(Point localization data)

□ □ □

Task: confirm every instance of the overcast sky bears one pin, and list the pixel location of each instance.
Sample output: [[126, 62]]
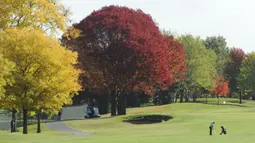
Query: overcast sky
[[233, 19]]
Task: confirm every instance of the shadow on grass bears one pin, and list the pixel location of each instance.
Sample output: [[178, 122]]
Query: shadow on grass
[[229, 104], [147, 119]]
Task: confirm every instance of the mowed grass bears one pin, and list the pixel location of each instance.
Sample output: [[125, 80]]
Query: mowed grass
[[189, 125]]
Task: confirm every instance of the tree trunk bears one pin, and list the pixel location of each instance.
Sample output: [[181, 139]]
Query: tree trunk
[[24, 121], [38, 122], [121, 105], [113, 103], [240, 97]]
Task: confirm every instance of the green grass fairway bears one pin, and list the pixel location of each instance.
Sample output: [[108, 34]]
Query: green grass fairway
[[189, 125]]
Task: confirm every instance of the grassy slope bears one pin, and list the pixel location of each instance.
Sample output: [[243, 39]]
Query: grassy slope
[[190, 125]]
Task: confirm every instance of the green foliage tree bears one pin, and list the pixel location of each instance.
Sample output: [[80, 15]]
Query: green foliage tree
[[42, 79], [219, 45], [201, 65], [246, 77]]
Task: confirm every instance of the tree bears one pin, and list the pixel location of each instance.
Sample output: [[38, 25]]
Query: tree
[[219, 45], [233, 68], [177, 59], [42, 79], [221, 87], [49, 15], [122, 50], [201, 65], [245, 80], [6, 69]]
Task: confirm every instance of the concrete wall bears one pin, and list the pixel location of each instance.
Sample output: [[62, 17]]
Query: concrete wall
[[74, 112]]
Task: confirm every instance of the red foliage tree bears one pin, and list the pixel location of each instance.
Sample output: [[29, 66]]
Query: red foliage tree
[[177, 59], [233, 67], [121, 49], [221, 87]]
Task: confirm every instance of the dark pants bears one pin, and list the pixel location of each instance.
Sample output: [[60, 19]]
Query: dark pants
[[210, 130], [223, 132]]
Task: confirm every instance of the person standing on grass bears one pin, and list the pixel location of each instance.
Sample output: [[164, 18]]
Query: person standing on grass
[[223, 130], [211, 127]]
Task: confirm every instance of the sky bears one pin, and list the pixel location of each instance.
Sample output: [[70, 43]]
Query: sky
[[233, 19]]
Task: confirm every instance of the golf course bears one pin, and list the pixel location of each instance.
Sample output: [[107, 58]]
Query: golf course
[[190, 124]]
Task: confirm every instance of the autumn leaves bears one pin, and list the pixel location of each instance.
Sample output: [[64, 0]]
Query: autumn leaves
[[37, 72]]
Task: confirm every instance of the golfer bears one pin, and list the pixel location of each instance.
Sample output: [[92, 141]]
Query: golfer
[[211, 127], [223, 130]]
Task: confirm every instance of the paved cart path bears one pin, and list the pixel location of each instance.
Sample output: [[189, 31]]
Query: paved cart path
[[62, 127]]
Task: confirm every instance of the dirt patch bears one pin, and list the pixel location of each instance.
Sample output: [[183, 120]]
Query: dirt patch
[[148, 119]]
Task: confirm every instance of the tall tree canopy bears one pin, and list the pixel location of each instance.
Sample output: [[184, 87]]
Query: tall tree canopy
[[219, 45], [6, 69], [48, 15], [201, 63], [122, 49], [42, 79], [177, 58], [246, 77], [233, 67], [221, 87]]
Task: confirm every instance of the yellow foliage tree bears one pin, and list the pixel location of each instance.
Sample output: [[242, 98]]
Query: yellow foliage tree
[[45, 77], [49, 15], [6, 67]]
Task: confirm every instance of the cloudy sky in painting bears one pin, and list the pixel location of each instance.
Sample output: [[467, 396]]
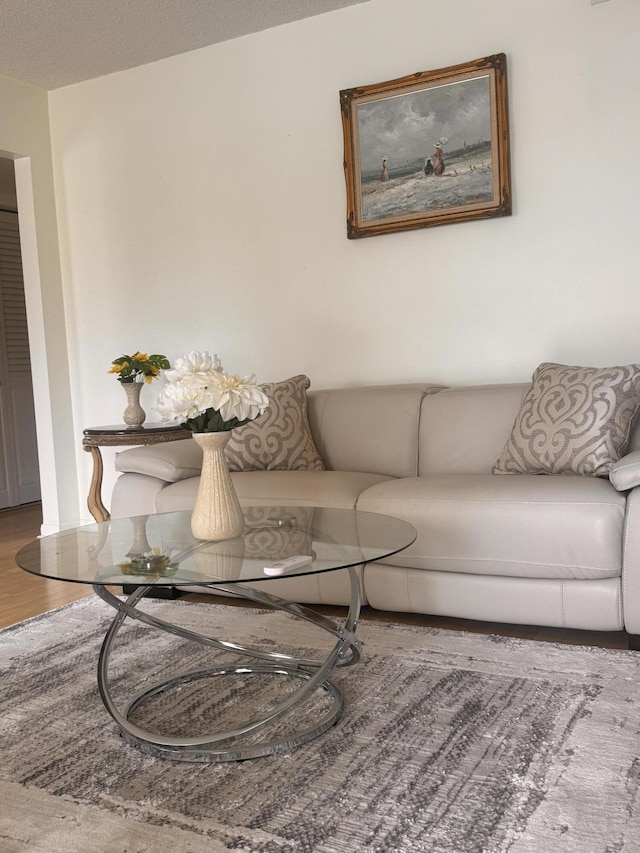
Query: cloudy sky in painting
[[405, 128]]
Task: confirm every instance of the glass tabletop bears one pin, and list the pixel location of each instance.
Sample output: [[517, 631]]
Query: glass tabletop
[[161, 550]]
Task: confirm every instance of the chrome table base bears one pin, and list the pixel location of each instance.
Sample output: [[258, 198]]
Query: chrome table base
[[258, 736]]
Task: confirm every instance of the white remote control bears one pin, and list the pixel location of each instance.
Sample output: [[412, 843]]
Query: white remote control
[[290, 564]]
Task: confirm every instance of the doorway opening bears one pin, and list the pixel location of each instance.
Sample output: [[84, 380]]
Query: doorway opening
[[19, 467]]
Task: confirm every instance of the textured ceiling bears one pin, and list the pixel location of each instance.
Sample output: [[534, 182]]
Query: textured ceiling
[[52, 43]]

□ □ □

[What the task requires] The records above should be repeated exactly, with every picture omitted.

[Reply to the task]
Task: confirm every instance of the overcast sky bears one pin, and list the pixel location of each instance.
Sample output: [[126, 62]]
Query: overcast sky
[[233, 19]]
Task: confirm every instance of the shadow on grass bears one pin, and list the pixel location of each instance.
Sample output: [[178, 122]]
Query: shadow on grass
[[229, 104], [147, 119]]
Task: confirm every instance of the mowed grass bears one pin, and list the pixel location of each instance.
Sample output: [[125, 80]]
Query: mowed grass
[[189, 125]]
Task: confirm every instance of the tree trunk bears one pin, and list the pixel location of each instance.
Sample output: [[181, 139]]
Query: tree trunk
[[24, 121], [38, 122], [121, 105], [113, 103], [240, 97]]
Task: confirm every instance of the green grass fairway bears one pin, and list the pixel location of each instance.
Sample output: [[108, 34]]
Query: green grass fairway
[[189, 125]]
Task: confirm every instance of the grassy slope bears one pin, and list the pixel location of each instance.
Sample output: [[243, 39]]
Query: grassy slope
[[190, 125]]
Task: confirm every instance of the green foliage tree bears one pin, and list the pixel location of each instance.
Sample output: [[80, 15]]
Query: green foliage tree
[[42, 79], [219, 45], [201, 65], [246, 77]]
Task: confirm every instance of the tree bears one pin, and list the pixel location of each instance.
Sample output: [[38, 25]]
Query: tree
[[219, 45], [233, 68], [177, 59], [42, 79], [221, 87], [49, 15], [122, 50], [201, 65], [245, 80], [6, 69]]
Task: confirm every instance of the concrete wall bears one pin, and list the pixel location of each instance.
Sample output: [[62, 17]]
Query: concrete wall
[[74, 112]]
Task: confirm every instance of the red foliage tree bears one pin, and list the pixel location of each instance.
Sample output: [[29, 66]]
Query: red foliage tree
[[177, 59], [233, 67], [121, 49], [221, 87]]
Task: confirm every instance of the dark pants bears one pin, and list the pixel location of each instance.
Sample output: [[60, 19]]
Query: dark pants
[[210, 130], [223, 132]]
Task: confirm every instance of the person standing on grass bears one pin, and list the pixel location of each instance.
Sample output: [[164, 18]]
Query: person standing on grass
[[223, 130], [211, 127]]
Task: confirm every instance of the sky bears one pin, and list the pixel location of each instance.
Sample output: [[70, 43]]
Query: sky
[[233, 19]]
Task: confirm every instance of the golf course bears one pin, and list the pixel location of each instance.
Sample output: [[107, 58]]
Query: golf course
[[190, 124]]
Task: confirm every instance of the autumn leaves bears one pin, and list the pixel location of each instance.
Sample output: [[64, 0]]
Query: autumn leaves
[[37, 72]]
Task: confirm every instance of the golfer bears one pin, and list the pixel location of each instance.
Sample output: [[92, 141]]
Query: golfer
[[211, 127], [223, 130]]
Task: confirm every instance of the paved cart path bears one pin, and list the pixel location of each instance.
Sample output: [[189, 31]]
Query: paved cart path
[[62, 127]]
Task: confirm every instance of the dirt patch bears one pin, and list the pixel location of each instance.
Sample output: [[183, 120]]
Query: dirt patch
[[148, 119]]
Task: confirm every instance of the tall tree canopy bears one pin, and list the pixel location of each instance.
Sample output: [[184, 87]]
Query: tall tree canopy
[[219, 45], [6, 69], [48, 15], [201, 63], [122, 49], [42, 79], [177, 58], [246, 77], [233, 67], [221, 87]]
Task: confirm every instance of the yellow foliage tree bears one pin, and list the pixel location of each instance.
Sample output: [[242, 98]]
Query: yellow foliage tree
[[45, 77], [49, 15], [6, 67]]
Task: confirm every instance of the cloudy sky in painting bears one pin, and list the pixel location of each instance.
Sample output: [[467, 396]]
Query: cloudy sky in painting
[[405, 128]]
Task: confirm every instance of the glass tabletop bears one pin, and list the pixel location of each instance.
Sample output: [[517, 631]]
Query: glass tabletop
[[161, 550]]
Task: confirm every instance of the chrome table base bears one pin, and list the pixel location of each instance.
Sample output: [[258, 198]]
Query: chrome table base
[[258, 736]]
Task: confirm every instance of the white remote control bears one pin, and list the pixel location of each instance.
Sample output: [[412, 843]]
Query: white remote control
[[290, 564]]
Task: confirm every instance of the doorway opening bears one pin, and list the pixel location of each instance.
Sample output: [[84, 380]]
Query: doorway opening
[[19, 467]]
Task: confirm every instance of the textured ceiling bears one pin, and list the pixel location of each instance.
Sample output: [[534, 182]]
Query: textured ceiling
[[52, 43]]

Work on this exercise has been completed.